§ SEITENAUSZUG
■ ■ ■ ■
In fünf Räumen werden über 300 Exponate gezeigt, die Kunst, Kulturgeschichte und Wissenschaft aufeinandertreffen lassen. So soll laut Museum zwischen Hirnforschung, Neurologie, Philosophie, Religionswissenschaft, Medizingeschichte und Psychologie ein interdisziplinärer Dialog entstehen, der sich dem Gehirn aus unterschiedlichen Richtungen annähert.

Fünf Fragen über das Gehirn

Jeder der fünf Ausstellungsräume ist einer Leitfrage gewidmet. Der erste Raum geht unter der Frage "Was habe ich im Kopf?" der Anatomie des Gehirns nach und verfolgt die Geschichte der Erforschung über mehr als 2.000 Jahre. So habe Aristoteles das Gehirn als eine Art Kühlschrank für das Blut gesehen, erläutert Kuratorin und Ausstellungsleiterin Henriette Pleiger. Die moderne Hirnforschung begann gegen Ende des 19. Jahrhunderts sich nicht mehr hauptsächlich für die anatomische Struktur des Gehirns, sondern auch für seine funktionalen Prozesse zu interessieren, etwa die Rolle der Nervenbahnen.
■ ■ ■ ■
§ GEZEIGTE DATEN
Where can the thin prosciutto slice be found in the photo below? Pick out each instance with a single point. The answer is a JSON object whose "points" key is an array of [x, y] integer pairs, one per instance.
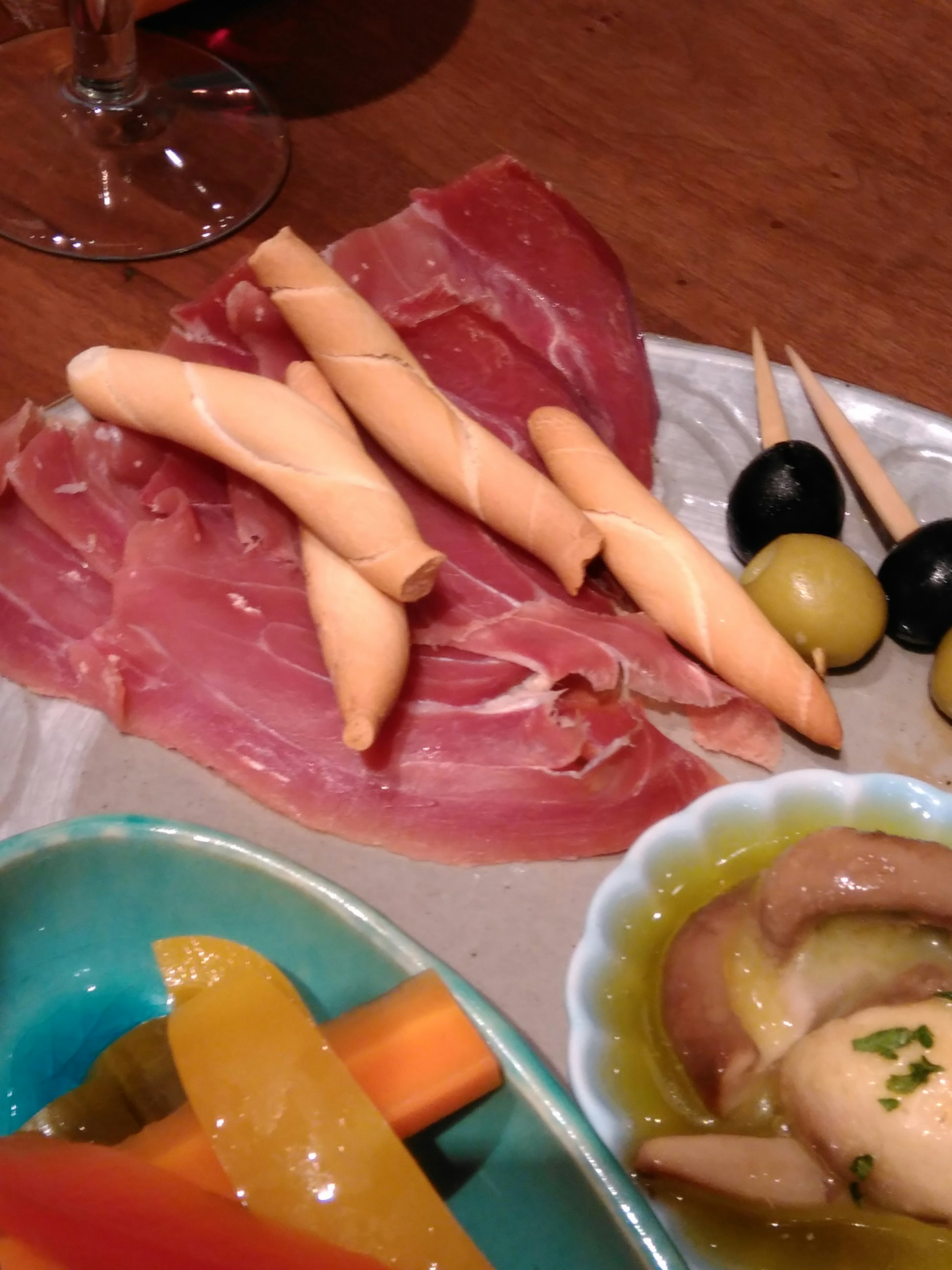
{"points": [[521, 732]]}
■ ■ ■ ■
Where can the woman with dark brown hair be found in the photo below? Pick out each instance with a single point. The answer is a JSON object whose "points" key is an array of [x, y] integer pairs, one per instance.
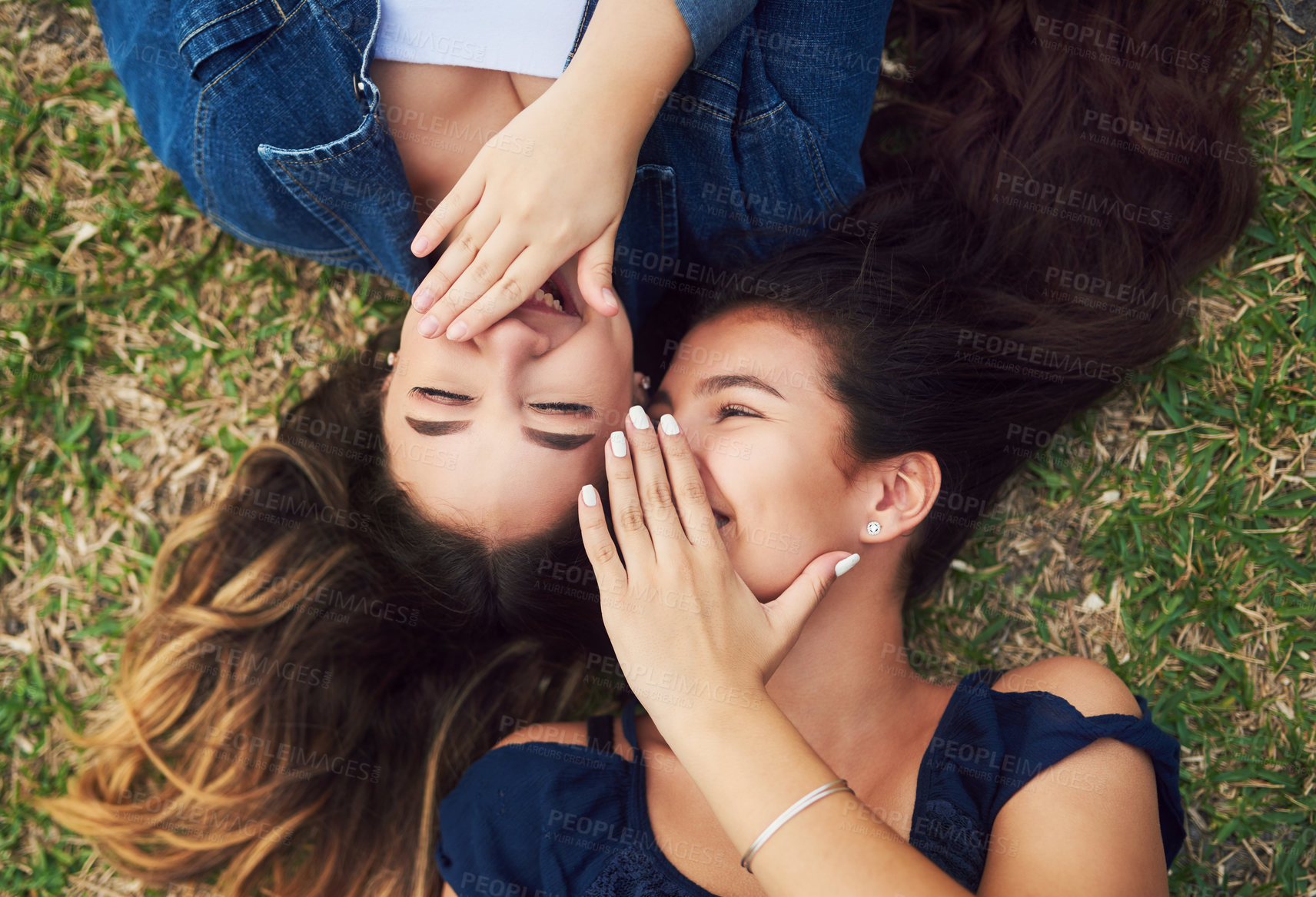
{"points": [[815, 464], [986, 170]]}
■ ■ ■ ■
§ AUFGABE 1
Gib aus dem Text zur Gehirn-Ausstellung den Abschnitt von „Jeder der fünf“ bis einschließlich „Rolle der Nervenbahnen.“ wortgetreu wieder.
§ AUFGABE 2
Setze den Text zur Gehirn-Ausstellung bitte im Anschluss an seinen letzten Satz fort.

§ SCHRIFTLICHE ANTWORT 1
Jeder der fünf Ausstellungsräume ist einer Leitfrage gewidmet. Der erste Raum geht unter der Frage "Was habe ich im Kopf?" der Anatomie des Gehirns nach und verfolgt die Geschichte der Erforschung über mehr als 2.000 Jahre. So habe Aristoteles das Gehirn als eine Art Kühlschrank für das Blut gesehen, erläutert Kuratorin und Ausstellungsleiterin Henriette Pleiger. Die moderne Hirnforschung begann gegen Ende des 19. Jahrhunderts sich nicht mehr hauptsächlich für die anatomische Struktur des Gehirns, sondern auch für seine funktionalen Prozesse zu interessieren, etwa die Rolle der Nervenbahnen.

§ SCHRIFTLICHE ANTWORT 2
Die Ausstellung klärt auch Mythen auf, wie die Vorstellung, dass die linke Hirnhälfte die "logische" und die rechte die "kreative" sei. Diese Vorstellung gehe auf die gekreuzte Organisation des Gehirns zurück, entsprechend derer die rechte Gehirnhälfte zwar die linke Körperseite steuert und umgekehrt, aber für alle geistigen Aktivitäten beide Hälften zusammenarbeiten. Auch wenn es eine gewisse Spezialisierung der Hirnhäften gebe, seien Zuschreibungen falsch, wie die, dass Mathematikerinnen und Naturwissenschaftler eher mit der linken Hirnhälfte denken würden und Maler und Dichterinnen eher die reche Hälfte nutzten.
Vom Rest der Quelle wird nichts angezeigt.